═══ Input records ═══

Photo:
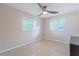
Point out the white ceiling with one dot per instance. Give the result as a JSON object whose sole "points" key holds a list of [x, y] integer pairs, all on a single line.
{"points": [[33, 8]]}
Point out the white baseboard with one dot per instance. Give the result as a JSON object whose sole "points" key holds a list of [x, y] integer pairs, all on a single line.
{"points": [[17, 46], [58, 41]]}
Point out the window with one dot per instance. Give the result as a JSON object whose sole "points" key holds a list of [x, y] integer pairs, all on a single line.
{"points": [[57, 25], [28, 24]]}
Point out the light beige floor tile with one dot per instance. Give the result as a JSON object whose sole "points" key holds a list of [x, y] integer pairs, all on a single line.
{"points": [[41, 48]]}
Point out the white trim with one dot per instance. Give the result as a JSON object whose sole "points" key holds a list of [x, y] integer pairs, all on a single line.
{"points": [[17, 46], [57, 41]]}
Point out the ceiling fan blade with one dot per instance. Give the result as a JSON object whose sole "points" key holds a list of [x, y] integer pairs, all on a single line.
{"points": [[40, 6], [53, 12], [40, 14]]}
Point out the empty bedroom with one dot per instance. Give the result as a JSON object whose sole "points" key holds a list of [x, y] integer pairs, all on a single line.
{"points": [[39, 29]]}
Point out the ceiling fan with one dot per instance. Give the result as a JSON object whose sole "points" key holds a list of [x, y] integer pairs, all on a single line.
{"points": [[45, 11]]}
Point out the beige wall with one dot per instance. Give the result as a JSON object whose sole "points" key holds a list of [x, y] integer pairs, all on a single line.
{"points": [[71, 27], [11, 34]]}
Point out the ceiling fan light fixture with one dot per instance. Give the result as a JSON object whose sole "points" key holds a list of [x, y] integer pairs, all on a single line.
{"points": [[45, 12]]}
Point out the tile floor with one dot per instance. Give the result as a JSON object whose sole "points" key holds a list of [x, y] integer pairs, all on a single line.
{"points": [[40, 48]]}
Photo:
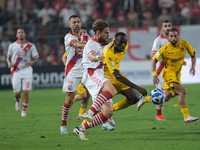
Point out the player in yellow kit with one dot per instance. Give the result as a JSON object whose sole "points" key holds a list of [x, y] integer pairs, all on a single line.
{"points": [[173, 54], [114, 52]]}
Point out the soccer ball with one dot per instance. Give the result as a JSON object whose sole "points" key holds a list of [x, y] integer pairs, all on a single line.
{"points": [[157, 96]]}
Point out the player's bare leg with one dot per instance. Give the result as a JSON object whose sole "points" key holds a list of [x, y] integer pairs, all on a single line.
{"points": [[65, 111], [107, 112], [17, 97], [85, 97], [178, 88], [25, 103], [132, 98]]}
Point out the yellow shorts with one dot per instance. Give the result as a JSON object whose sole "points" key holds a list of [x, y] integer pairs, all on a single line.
{"points": [[169, 78], [117, 84], [80, 89]]}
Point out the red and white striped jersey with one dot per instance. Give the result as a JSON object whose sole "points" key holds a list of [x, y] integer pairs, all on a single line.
{"points": [[74, 55], [92, 46]]}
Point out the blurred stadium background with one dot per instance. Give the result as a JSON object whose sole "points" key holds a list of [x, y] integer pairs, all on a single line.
{"points": [[46, 23]]}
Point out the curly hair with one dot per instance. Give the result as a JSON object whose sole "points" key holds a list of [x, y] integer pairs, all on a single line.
{"points": [[99, 24]]}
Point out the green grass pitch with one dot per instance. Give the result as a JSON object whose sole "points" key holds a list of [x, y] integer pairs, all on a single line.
{"points": [[135, 130]]}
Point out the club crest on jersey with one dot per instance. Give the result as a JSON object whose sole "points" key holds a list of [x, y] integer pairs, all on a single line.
{"points": [[112, 64], [79, 51], [69, 87], [21, 54], [70, 82], [157, 55]]}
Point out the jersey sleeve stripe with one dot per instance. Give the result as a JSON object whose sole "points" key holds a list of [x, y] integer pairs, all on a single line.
{"points": [[91, 51], [36, 56], [71, 42]]}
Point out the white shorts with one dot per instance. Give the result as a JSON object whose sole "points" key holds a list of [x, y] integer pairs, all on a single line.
{"points": [[19, 84], [161, 82], [94, 83], [71, 84]]}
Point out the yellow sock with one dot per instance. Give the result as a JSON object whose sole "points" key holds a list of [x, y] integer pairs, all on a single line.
{"points": [[84, 121], [121, 105], [147, 99], [184, 110], [82, 111]]}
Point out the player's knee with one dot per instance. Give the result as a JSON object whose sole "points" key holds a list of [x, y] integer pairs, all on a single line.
{"points": [[109, 113], [17, 95], [133, 99]]}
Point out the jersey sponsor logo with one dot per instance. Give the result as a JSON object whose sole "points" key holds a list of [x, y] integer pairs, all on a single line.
{"points": [[157, 55], [112, 64], [79, 51], [175, 60], [97, 81], [69, 87], [21, 54], [70, 82]]}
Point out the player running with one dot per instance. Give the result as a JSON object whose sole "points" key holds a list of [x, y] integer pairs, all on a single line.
{"points": [[160, 41], [100, 88], [74, 43], [21, 56], [114, 52], [173, 54], [83, 94]]}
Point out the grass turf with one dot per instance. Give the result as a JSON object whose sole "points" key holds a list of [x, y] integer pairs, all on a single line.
{"points": [[136, 130]]}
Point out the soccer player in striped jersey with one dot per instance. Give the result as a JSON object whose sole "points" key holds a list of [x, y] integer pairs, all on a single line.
{"points": [[173, 54], [74, 43], [83, 94], [21, 56], [100, 88]]}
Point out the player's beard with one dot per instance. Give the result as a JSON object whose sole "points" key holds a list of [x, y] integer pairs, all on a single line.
{"points": [[21, 38], [167, 32], [77, 29], [173, 43]]}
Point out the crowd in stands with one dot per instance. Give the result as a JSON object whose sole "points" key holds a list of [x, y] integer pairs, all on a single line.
{"points": [[46, 21]]}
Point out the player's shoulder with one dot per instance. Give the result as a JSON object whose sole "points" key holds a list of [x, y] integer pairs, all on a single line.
{"points": [[183, 41], [85, 35], [109, 46], [160, 38]]}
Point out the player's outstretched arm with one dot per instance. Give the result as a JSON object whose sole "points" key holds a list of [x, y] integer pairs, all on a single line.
{"points": [[77, 44], [33, 61], [122, 79], [155, 78], [64, 58], [9, 62], [192, 70], [94, 58]]}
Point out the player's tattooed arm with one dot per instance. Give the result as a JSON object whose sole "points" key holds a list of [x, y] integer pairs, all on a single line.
{"points": [[77, 44], [33, 61], [9, 62], [108, 41]]}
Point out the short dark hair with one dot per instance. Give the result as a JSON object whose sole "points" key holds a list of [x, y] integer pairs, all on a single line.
{"points": [[84, 28], [120, 33], [99, 24], [166, 21], [73, 16], [174, 30]]}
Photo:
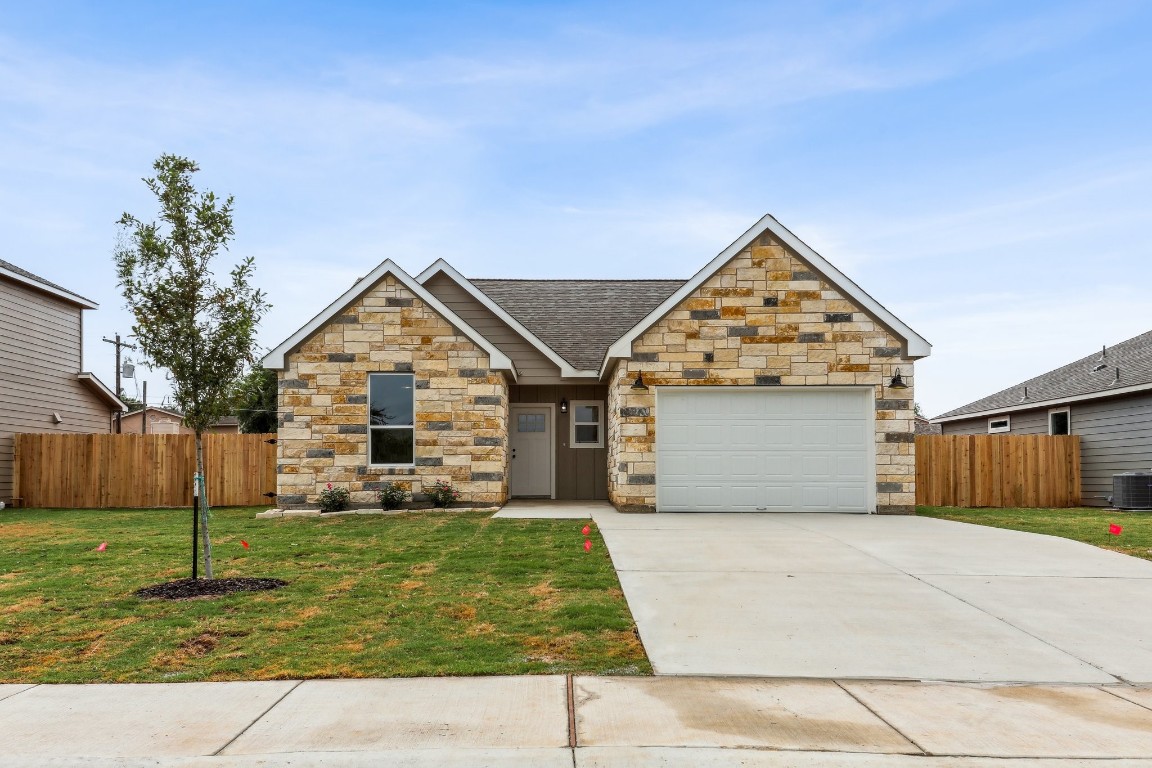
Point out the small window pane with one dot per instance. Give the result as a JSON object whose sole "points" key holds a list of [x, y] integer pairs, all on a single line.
{"points": [[588, 433], [391, 397], [392, 446], [585, 413], [530, 423]]}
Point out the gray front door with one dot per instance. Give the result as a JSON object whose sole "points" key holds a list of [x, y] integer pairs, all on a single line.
{"points": [[531, 450]]}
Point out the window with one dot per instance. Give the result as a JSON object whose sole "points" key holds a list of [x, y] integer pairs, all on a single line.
{"points": [[391, 426], [588, 424], [999, 424]]}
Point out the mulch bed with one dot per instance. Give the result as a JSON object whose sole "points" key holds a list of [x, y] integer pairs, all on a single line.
{"points": [[192, 588]]}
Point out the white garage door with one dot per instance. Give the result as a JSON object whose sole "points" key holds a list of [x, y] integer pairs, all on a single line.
{"points": [[749, 449]]}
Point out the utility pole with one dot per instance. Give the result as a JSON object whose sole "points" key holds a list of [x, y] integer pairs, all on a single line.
{"points": [[119, 344]]}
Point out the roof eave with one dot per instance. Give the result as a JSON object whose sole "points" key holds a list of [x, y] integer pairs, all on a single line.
{"points": [[275, 358], [92, 382], [59, 293], [567, 370], [915, 346], [1045, 403]]}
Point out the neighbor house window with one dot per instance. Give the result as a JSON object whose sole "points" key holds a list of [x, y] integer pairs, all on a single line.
{"points": [[586, 424], [391, 424]]}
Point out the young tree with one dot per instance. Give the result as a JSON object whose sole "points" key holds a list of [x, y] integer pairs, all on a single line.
{"points": [[256, 401], [201, 331]]}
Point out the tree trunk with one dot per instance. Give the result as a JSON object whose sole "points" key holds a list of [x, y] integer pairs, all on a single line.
{"points": [[204, 507]]}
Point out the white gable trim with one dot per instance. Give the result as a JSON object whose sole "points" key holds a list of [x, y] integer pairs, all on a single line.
{"points": [[916, 344], [59, 293], [275, 358], [566, 369]]}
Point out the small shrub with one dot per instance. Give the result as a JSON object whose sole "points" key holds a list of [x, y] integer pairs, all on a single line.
{"points": [[392, 495], [333, 500], [441, 493]]}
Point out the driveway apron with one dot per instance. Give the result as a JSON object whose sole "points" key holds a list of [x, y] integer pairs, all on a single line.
{"points": [[878, 597]]}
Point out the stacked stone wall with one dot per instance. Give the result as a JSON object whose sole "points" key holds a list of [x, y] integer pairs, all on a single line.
{"points": [[765, 319], [461, 405]]}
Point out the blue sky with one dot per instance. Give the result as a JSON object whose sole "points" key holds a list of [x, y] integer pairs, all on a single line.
{"points": [[984, 169]]}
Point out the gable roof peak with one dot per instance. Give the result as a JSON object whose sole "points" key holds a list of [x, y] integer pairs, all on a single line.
{"points": [[275, 358]]}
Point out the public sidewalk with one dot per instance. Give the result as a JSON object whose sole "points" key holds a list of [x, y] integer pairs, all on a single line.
{"points": [[600, 722]]}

═══

- _The problem_
Lines from the one containing "Point out the public" through the end of the data above must be written out exactly, and no other lines are needed.

- _Result for this exercise_
Point out the public sidewalk with one dot per instance. Give the result as a JSON object whose sole "points" key holds a list of [x, y] integer pairs, all on a single line.
{"points": [[600, 722]]}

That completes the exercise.